* _THE REQUEST_
Transcribe only the part of the listing below that begins at the line containing "Q: Provide one point on every instance of the antiques" and runs to its final line, keeping both ends.

(Pointing and labeling entries)
------------------------------------------------------------------------

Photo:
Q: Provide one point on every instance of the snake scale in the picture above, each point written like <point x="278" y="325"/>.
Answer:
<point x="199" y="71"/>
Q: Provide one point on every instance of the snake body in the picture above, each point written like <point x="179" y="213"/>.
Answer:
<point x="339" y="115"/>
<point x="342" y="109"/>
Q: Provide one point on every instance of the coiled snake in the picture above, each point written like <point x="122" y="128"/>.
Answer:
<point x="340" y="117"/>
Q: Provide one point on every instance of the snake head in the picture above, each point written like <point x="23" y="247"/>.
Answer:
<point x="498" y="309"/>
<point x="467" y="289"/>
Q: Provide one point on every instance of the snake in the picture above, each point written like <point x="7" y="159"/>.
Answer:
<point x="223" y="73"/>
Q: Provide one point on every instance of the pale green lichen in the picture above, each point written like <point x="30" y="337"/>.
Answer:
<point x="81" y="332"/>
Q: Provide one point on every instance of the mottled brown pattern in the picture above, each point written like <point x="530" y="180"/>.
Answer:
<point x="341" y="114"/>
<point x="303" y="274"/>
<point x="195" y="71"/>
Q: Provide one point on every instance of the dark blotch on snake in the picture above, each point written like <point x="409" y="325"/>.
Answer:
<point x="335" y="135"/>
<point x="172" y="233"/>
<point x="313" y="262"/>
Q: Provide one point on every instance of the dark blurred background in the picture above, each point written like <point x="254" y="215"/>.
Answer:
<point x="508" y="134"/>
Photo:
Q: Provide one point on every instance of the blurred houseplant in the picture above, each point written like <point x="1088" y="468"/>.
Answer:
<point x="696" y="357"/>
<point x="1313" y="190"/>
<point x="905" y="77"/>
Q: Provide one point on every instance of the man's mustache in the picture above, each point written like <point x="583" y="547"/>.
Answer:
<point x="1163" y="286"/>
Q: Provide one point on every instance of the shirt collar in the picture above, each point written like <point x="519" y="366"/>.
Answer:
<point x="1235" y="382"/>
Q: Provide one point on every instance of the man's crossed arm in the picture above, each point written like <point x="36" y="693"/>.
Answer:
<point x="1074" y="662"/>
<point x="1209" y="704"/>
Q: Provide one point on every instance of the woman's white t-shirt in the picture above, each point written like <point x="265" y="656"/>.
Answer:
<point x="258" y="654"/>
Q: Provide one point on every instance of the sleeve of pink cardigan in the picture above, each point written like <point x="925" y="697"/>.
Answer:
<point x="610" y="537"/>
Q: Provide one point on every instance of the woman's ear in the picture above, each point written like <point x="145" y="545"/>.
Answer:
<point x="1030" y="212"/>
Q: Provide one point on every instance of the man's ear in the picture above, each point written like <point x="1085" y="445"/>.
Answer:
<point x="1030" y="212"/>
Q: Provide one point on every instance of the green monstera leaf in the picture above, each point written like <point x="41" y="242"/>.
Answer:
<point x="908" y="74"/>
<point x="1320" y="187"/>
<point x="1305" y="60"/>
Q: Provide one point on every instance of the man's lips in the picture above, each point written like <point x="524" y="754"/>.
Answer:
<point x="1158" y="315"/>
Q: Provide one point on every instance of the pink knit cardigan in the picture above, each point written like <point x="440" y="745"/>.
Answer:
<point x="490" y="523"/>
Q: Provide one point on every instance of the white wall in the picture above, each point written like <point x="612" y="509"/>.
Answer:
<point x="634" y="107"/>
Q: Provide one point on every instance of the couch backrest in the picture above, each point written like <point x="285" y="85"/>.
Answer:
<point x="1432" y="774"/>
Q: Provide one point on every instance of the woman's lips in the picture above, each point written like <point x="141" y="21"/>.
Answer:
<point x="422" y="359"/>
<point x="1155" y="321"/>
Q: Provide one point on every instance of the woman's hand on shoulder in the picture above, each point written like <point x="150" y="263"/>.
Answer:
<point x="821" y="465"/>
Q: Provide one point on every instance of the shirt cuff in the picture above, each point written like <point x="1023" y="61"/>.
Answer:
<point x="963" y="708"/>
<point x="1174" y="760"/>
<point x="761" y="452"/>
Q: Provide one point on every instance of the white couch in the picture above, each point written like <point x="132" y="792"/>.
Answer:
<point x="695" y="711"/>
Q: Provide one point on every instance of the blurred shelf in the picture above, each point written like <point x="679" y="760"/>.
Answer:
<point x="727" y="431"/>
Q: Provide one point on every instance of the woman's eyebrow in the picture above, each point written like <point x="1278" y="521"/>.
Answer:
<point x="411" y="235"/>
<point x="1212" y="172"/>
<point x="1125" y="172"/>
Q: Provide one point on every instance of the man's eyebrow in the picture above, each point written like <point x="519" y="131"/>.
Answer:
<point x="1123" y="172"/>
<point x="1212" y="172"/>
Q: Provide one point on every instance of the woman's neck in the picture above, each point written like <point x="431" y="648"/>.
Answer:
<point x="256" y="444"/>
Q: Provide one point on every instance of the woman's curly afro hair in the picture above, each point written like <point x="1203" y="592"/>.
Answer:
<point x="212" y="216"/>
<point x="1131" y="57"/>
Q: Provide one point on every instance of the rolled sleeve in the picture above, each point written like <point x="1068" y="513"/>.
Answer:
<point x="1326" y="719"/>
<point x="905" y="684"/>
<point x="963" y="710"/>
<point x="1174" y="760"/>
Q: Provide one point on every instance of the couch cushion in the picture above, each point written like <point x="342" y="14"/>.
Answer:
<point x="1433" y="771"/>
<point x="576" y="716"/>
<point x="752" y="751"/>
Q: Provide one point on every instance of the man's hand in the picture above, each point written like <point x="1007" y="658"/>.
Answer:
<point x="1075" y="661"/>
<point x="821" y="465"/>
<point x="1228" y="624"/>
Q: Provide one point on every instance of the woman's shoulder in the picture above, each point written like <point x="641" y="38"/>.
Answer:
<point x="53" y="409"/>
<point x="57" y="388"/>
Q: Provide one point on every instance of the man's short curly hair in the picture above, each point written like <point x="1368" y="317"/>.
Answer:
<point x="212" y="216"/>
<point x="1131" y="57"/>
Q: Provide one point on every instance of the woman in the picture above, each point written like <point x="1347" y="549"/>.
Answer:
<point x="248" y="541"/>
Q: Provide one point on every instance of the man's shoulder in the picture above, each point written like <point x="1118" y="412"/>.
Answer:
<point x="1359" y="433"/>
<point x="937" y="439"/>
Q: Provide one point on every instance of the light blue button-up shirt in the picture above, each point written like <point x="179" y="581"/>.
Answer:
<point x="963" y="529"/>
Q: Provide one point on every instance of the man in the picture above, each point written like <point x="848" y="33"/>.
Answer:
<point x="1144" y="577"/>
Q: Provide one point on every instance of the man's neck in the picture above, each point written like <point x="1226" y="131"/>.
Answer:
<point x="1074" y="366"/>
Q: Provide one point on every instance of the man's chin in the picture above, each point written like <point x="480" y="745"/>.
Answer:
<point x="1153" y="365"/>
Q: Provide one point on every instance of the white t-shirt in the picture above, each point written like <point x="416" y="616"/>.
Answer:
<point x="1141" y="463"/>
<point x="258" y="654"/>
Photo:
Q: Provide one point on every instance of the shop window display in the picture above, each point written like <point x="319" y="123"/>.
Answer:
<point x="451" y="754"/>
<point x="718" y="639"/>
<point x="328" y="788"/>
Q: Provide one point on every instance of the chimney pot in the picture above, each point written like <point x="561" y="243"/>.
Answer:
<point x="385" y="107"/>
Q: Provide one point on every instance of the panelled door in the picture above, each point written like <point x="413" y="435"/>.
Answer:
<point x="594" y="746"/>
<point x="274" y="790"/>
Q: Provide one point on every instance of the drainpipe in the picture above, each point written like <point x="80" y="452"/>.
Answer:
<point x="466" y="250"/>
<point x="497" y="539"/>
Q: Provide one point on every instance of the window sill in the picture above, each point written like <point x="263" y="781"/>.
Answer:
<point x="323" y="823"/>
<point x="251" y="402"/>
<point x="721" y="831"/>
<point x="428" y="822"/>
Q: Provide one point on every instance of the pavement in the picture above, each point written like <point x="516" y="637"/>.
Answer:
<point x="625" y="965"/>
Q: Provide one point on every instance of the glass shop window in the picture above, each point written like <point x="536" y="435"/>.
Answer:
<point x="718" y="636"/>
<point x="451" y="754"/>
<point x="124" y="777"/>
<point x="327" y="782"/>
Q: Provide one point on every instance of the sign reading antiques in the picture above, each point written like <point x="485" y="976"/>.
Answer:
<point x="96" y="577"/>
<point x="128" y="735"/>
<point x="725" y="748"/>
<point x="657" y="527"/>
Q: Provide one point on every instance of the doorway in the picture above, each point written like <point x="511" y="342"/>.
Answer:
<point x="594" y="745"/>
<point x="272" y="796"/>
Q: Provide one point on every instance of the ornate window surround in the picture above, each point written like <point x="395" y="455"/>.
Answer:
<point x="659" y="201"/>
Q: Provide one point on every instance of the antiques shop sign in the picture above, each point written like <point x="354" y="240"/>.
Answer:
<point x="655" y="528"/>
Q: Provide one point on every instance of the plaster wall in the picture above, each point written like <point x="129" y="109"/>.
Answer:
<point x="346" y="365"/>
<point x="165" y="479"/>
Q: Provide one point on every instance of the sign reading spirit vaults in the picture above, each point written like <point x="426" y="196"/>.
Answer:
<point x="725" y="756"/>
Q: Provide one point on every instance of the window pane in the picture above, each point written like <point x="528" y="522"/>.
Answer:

------------------------------------------------------------------------

* _EXERCISE RESULT_
Q: Provide one point on every instance of the antiques shop sign in the picture above, each point written like <point x="354" y="240"/>.
Answer:
<point x="655" y="528"/>
Q: Provide one point on every instance of the plaster wall in the picture above, each point written like <point x="129" y="109"/>.
Answer:
<point x="346" y="365"/>
<point x="165" y="479"/>
Q: Provide one point on every instance of the sign reading spirit vaults in the picture above, each point written like <point x="426" y="196"/>.
Answer:
<point x="725" y="756"/>
Q: Provide one point on every instance of the window pane in the picture above, each point written like <point x="528" y="522"/>.
Answer:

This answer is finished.